==== Given information ====
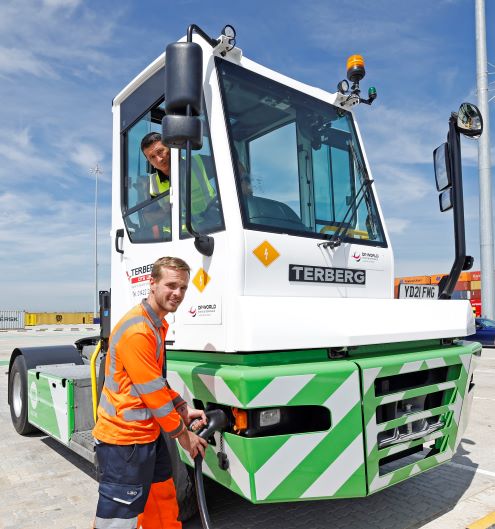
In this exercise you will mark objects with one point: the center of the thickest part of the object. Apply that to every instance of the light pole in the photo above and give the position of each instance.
(486, 218)
(96, 171)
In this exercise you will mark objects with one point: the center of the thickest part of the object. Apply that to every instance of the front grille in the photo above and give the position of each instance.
(410, 407)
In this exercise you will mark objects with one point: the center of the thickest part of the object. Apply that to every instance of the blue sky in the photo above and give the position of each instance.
(62, 62)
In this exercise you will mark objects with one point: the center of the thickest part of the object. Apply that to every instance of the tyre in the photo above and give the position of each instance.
(18, 397)
(184, 482)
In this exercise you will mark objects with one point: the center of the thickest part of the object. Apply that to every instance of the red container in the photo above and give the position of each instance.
(475, 276)
(475, 295)
(477, 308)
(463, 285)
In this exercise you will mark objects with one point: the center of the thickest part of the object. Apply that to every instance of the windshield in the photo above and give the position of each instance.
(299, 167)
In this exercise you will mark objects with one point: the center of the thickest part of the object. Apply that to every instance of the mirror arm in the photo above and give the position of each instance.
(461, 261)
(193, 27)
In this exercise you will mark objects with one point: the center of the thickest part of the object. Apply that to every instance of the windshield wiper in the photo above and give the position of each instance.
(339, 235)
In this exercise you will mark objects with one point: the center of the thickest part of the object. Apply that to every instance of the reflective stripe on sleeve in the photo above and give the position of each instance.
(147, 387)
(178, 401)
(115, 523)
(110, 383)
(107, 406)
(177, 431)
(136, 414)
(163, 411)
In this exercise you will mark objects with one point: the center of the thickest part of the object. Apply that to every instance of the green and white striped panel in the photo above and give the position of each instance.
(443, 440)
(285, 467)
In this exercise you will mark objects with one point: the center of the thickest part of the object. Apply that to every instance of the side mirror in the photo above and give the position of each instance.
(469, 121)
(443, 176)
(183, 95)
(445, 200)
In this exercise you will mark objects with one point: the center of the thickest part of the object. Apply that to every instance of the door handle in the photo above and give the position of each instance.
(119, 238)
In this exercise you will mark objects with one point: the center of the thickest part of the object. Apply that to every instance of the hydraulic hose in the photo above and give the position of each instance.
(217, 421)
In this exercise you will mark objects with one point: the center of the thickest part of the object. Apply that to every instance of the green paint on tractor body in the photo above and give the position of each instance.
(394, 411)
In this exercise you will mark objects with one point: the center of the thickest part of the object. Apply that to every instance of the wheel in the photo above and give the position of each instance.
(184, 482)
(18, 397)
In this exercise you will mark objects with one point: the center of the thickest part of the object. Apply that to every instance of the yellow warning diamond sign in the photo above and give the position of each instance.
(266, 253)
(201, 279)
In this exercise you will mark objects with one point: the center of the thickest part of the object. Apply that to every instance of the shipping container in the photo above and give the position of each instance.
(475, 276)
(475, 294)
(415, 280)
(477, 307)
(59, 318)
(461, 294)
(11, 319)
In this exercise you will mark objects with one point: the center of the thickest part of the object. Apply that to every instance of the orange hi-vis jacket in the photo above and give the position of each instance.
(136, 400)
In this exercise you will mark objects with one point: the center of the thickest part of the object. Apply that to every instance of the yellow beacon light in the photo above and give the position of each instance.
(355, 68)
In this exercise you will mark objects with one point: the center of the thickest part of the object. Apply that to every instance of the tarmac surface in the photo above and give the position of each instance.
(43, 484)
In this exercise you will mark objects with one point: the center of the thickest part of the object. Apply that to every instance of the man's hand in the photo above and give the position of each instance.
(192, 443)
(189, 414)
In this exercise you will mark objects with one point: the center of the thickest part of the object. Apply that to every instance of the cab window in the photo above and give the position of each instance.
(206, 211)
(147, 213)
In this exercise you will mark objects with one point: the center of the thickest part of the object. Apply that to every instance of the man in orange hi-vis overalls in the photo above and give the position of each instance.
(136, 488)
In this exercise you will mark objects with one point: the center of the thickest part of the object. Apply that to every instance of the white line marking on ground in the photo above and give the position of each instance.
(476, 470)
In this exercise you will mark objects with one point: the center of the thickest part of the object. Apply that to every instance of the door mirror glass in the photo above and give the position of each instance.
(445, 199)
(441, 163)
(469, 121)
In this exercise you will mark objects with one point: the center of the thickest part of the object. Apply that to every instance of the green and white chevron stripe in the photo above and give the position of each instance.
(457, 359)
(51, 405)
(343, 461)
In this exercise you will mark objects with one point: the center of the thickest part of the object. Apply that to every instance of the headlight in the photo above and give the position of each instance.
(269, 417)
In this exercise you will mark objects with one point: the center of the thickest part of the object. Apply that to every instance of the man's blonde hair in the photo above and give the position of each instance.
(168, 262)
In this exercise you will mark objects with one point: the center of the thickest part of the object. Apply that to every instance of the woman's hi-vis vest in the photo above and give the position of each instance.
(157, 185)
(202, 192)
(136, 400)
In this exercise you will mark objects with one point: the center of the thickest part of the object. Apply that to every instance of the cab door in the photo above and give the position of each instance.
(147, 226)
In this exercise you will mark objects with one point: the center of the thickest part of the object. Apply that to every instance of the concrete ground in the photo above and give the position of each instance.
(42, 484)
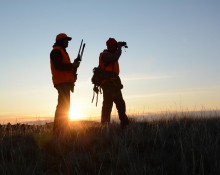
====
-- Exercise objective --
Your answer must be an exact copy of every entry, with no pictures in it.

-- Task solution --
In this exercise you will mark objects with one point: the center of the thickest part of the object. Apply that to every instance of the light pole in the photo above and give the position of each instance.
(486, 218)
(96, 171)
In this exercise you will mark objects with one point: the center of the thickest part of the object. Apply that to every instance of the front grille in the photo above and give the position of each instance.
(410, 407)
In this exercise you will mark objects with one point: the center of the thickest part of the object. Apply that to every instance of the blue sky in the photo above and give the position of each instance.
(62, 62)
In this exercise you will mark objects with one point: the center of the thickest part of the object. Apply that to every instance of the tyre in the photo above and give the position of each instance.
(18, 397)
(184, 482)
In this exercise you will mark objects with one point: the center of the thickest part of the object. Apply that to every instance of the red container in the photo above and give the position of each instance.
(475, 276)
(475, 295)
(477, 308)
(463, 285)
In this exercise you will mark objects with one point: the center of the thickest part of the object. Apply that to every instance of the windshield in the photo above and give the position of each instance.
(299, 167)
In this exercise you will mark objects with one point: the center of the thickest part of the object. Apply that to every instance of the mirror arm in the photo above and give the position of each instance.
(461, 261)
(193, 27)
In this exercise you will mark objects with one point: the center of the thickest part of the object. Apply that to every instance of the windshield wiper in the photo above and give the position of each instance.
(339, 235)
In this exercise you will mark objects with one point: the center of the thickest part of the object. Apply that to every instance of the reflective stripe on sleeve in the photo above and give the position of each instance.
(147, 387)
(178, 401)
(115, 523)
(110, 383)
(107, 406)
(177, 431)
(136, 414)
(163, 411)
In this exercise you will mark objects with one point: the center of the thickest part of the object. Apply that to every instance of the green and white striped panel in the photo above and give the position of each instance.
(443, 440)
(285, 467)
In this exercise you will mark objects with one point: the center of the thickest part of the object. Apply that to every instance of the side mirror in the photo above and give the position of each instance.
(469, 121)
(443, 176)
(183, 95)
(445, 200)
In this exercise you will mark objects with one point: the center of the thickest part of the object. Apply that to every instance of the door handle in the photo above and give the position of each instance.
(119, 238)
In this exercise you will mark objects with one point: the center of the thickest part of the object. Apply that to every instance of the hydraulic hose in the photo above and give the position of each instance.
(217, 421)
In this exercise you will mark objects with one point: the center of the thickest part of the object. Apply that to every instance of the green paint on tractor body in the photo above and give the position of each instance.
(394, 411)
In this exercise you will mark objects with one point: the center of the thickest part of the object. Apply that to every instance of the wheel in the photo above and give the position of each instance.
(184, 482)
(18, 397)
In this exercise you will mark objects with one point: the center of the thickest part of the object. Apply that to every instance of the yellow warning diamond sign in the photo above and give the position of each instance.
(266, 253)
(201, 279)
In this exercise you will mark objects with one point: the center of the thickest part of the object. Apply that to every instance of the shipping container in the photo above and give the position of each instance.
(475, 276)
(475, 294)
(415, 280)
(477, 307)
(59, 318)
(461, 294)
(11, 319)
In this exercise you will mark objects with one point: the center of the thickest part of the object. Apply that to every instance of the orange hi-vis jacket in the photo above and give the position of each instance.
(136, 400)
In this exercise you will mark objects with one point: the center of the thickest part of the object. Apply that to every instance of the yellow beacon light in the photo above and give the position of each instance.
(355, 68)
In this exercise you will mark objects with one point: the center of the thickest part of the object. Apply that to every instance of the tarmac surface in the photo above and give the position of each instance.
(43, 484)
In this exercise you will mark objects with one point: the center of the thickest part of the object. Apply that to every instance of the man's hand in the photo above and give the position of each instance.
(192, 443)
(189, 414)
In this exercise you will mark objects with one point: the center of the thickest part of the object. Apply that to every instance of the cab window in the photo above and give the position of each instance.
(206, 211)
(147, 213)
In this exercise you will mark objects with one point: the center of the thickest part of the object. Apply that to every instance of the man in orange hi-vis overalls in the photo above and give the position of each instance.
(136, 488)
In this exercise you will mark objects with one point: the center of the thickest part of the object. Apply that to every instance of the white line marking on ground in the photo above and give the position of each instance.
(476, 470)
In this exercise you will mark objects with one point: the center of the thickest part of the object. Apply that to every instance of the door mirror glass in the photo above and give the position of each instance.
(445, 199)
(441, 163)
(469, 121)
In this exercise you will mark objects with one point: the center of the thickest part of the object. Apply that to every instance of the green and white chevron stripe in the photo above and give the position of each instance.
(457, 359)
(51, 405)
(343, 461)
In this exercise you will mark objects with one point: the center of the thickest part of the object. Apply that to every instance of the headlight in the photo above and give the position of each instance.
(269, 417)
In this exercise you will mark objects with one point: the center of the thickest part of the object. Apply that to every instance of the man's blonde hair in the photo above and give the position of each instance.
(168, 262)
In this exercise you will mark objects with one point: the center of the thickest part of the object. Apply that to every instance of the woman's hi-vis vest in the photo above and give the position of each instance.
(157, 185)
(202, 192)
(136, 400)
In this exercise you will mark objects with one point: the center of the thickest part of the object. Apply that to every instance of the cab door in the photo above and give the position of each instance.
(147, 226)
In this exercise you will mark objects with one point: the center of the thickest part of the object. Apply that to every instance of the concrete ground in the photo above and give the position of each instance.
(42, 484)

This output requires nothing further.